## TESTO IN ESAME
········

Padova – Un accumulo scorretto di proteina amiloide all’interno di numerosi organi e tessuti può essere la causa dell’insorgenza di un gruppo eterogeneo di malattie chiamate amiloidosi. Uno degli organi principalmente coinvolti è il cuore, provocando una condizione nota come “amiloidosi cardiaca”. Le forme più frequenti e significative sono l’amiloidosi AL (a catene leggere) e l’amiloidosi ATTR (da transtiretina), quest’ultima presente in una forma ereditaria (hATTR) o acquisita (wild-type ATTR).
Dal punto di vista epidemiologico, l’amiloidosi cardiaca wtATTR, che interessa soprattutto gli uomini sopra i 70 anni, non sembra essere “una malattia così rara”, avendo registrato una vera e propria esplosione di casi, non solo in Italia, ma in tutto il mondo. Questa malattia si manifesta con una varietà di quadri di presentazione che includono aritmie e scompenso cardiaco, ma che può celarsi anche dietro a condizioni comuni come la stenosi aortica e l’ipertensione arteriosa. Se non curata, l’amiloidosi cardiaca può essere mortale, anche in breve tempo. Se i clinici ammettono che siamo di fronte a prospettive radiose di futuro in termini di innovazione terapeutica sulla quale serve investire, le associazioni dei pazienti sono convinte che in futuro non si potrà più prescindere dalla gestione multidisciplinare del malato.

········

## INFORMAZIONI ESTRATTE
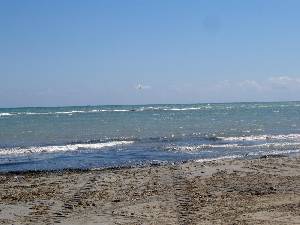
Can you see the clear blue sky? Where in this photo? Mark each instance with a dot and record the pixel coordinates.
(63, 52)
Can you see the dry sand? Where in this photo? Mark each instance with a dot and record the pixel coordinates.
(260, 191)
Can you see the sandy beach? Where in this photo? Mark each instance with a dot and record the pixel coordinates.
(258, 191)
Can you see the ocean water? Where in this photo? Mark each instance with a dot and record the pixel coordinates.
(109, 136)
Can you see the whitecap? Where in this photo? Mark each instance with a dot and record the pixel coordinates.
(61, 148)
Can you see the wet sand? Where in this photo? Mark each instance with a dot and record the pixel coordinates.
(259, 191)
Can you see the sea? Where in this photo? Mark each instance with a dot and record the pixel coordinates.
(84, 137)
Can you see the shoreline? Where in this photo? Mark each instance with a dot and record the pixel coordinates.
(264, 190)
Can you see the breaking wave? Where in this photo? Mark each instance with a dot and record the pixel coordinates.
(61, 148)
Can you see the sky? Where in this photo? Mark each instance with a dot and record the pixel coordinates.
(85, 52)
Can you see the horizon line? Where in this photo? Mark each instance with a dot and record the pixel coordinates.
(198, 103)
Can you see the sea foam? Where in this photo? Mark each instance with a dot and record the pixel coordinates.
(60, 148)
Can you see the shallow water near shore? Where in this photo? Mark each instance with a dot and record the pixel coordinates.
(106, 136)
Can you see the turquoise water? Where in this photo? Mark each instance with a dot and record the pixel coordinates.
(105, 136)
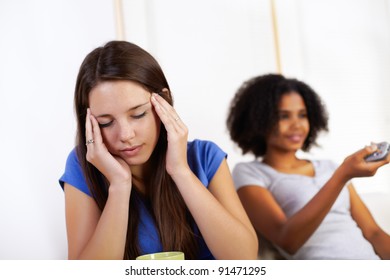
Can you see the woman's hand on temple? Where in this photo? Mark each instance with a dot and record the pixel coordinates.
(177, 134)
(115, 169)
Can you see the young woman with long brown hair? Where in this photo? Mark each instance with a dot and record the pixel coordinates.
(134, 184)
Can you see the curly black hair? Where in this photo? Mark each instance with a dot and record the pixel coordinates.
(253, 112)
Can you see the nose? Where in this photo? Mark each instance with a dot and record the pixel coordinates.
(126, 131)
(296, 122)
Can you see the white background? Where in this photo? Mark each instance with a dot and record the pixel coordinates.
(207, 48)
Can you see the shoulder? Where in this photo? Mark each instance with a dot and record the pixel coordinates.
(204, 158)
(73, 174)
(203, 147)
(252, 173)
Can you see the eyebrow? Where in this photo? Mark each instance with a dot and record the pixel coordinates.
(130, 109)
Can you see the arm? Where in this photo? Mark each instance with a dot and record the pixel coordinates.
(219, 215)
(217, 212)
(95, 234)
(379, 239)
(291, 233)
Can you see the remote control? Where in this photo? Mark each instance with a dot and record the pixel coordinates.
(380, 153)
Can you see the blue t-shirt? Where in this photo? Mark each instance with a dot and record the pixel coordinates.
(204, 159)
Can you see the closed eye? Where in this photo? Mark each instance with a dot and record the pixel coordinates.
(103, 125)
(139, 116)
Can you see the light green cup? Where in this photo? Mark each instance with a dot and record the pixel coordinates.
(162, 256)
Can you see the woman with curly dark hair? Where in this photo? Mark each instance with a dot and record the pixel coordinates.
(308, 209)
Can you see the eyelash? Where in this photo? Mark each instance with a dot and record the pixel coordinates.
(137, 117)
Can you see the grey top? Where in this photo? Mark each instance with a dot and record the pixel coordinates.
(338, 236)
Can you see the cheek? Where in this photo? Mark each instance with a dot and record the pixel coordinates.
(108, 138)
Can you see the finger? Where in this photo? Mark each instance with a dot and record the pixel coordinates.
(96, 136)
(88, 126)
(166, 112)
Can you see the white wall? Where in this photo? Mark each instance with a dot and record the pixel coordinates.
(42, 44)
(206, 48)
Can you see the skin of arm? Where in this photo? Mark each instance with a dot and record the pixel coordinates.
(379, 239)
(291, 233)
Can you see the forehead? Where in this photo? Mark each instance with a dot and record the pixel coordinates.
(291, 100)
(114, 95)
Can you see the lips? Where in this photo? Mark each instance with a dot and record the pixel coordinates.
(295, 138)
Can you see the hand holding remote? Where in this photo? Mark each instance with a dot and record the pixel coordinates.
(380, 153)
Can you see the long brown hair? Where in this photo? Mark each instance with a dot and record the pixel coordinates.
(120, 60)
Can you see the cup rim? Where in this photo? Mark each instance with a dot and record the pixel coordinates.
(155, 256)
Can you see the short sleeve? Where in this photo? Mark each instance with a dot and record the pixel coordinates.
(73, 174)
(204, 159)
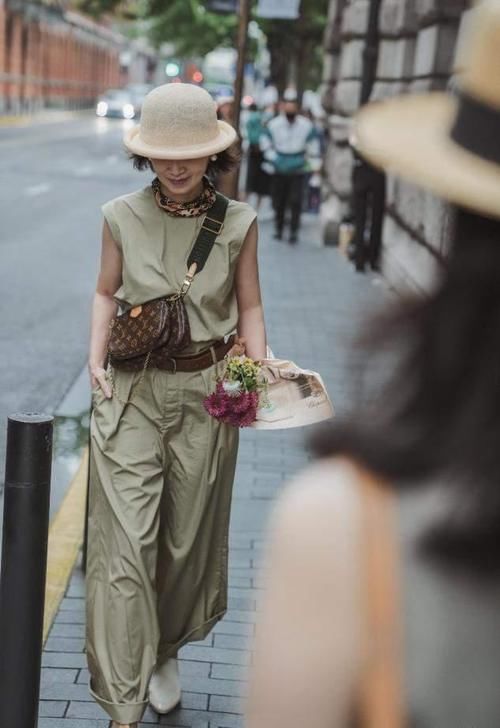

········

## LE TUE ISTRUZIONI
Ricopia parola per parola l'intero testo sull'amiloidosi cardiaca, senza alcuna modifica.

## ESERCIZIO SVOLTO
Padova – Un accumulo scorretto di proteina amiloide all’interno di numerosi organi e tessuti può essere la causa dell’insorgenza di un gruppo eterogeneo di malattie chiamate amiloidosi. Uno degli organi principalmente coinvolti è il cuore, provocando una condizione nota come “amiloidosi cardiaca”. Le forme più frequenti e significative sono l’amiloidosi AL (a catene leggere) e l’amiloidosi ATTR (da transtiretina), quest’ultima presente in una forma ereditaria (hATTR) o acquisita (wild-type ATTR).
Dal punto di vista epidemiologico, l’amiloidosi cardiaca wtATTR, che interessa soprattutto gli uomini sopra i 70 anni, non sembra essere “una malattia così rara”, avendo registrato una vera e propria esplosione di casi, non solo in Italia, ma in tutto il mondo. Questa malattia si manifesta con una varietà di quadri di presentazione che includono aritmie e scompenso cardiaco, ma che può celarsi anche dietro a condizioni comuni come la stenosi aortica e l’ipertensione arteriosa. Se non curata, l’amiloidosi cardiaca può essere mortale, anche in breve tempo. Se i clinici ammettono che siamo di fronte a prospettive radiose di futuro in termini di innovazione terapeutica sulla quale serve investire, le associazioni dei pazienti sono convinte che in futuro non si potrà più prescindere dalla gestione multidisciplinare del malato.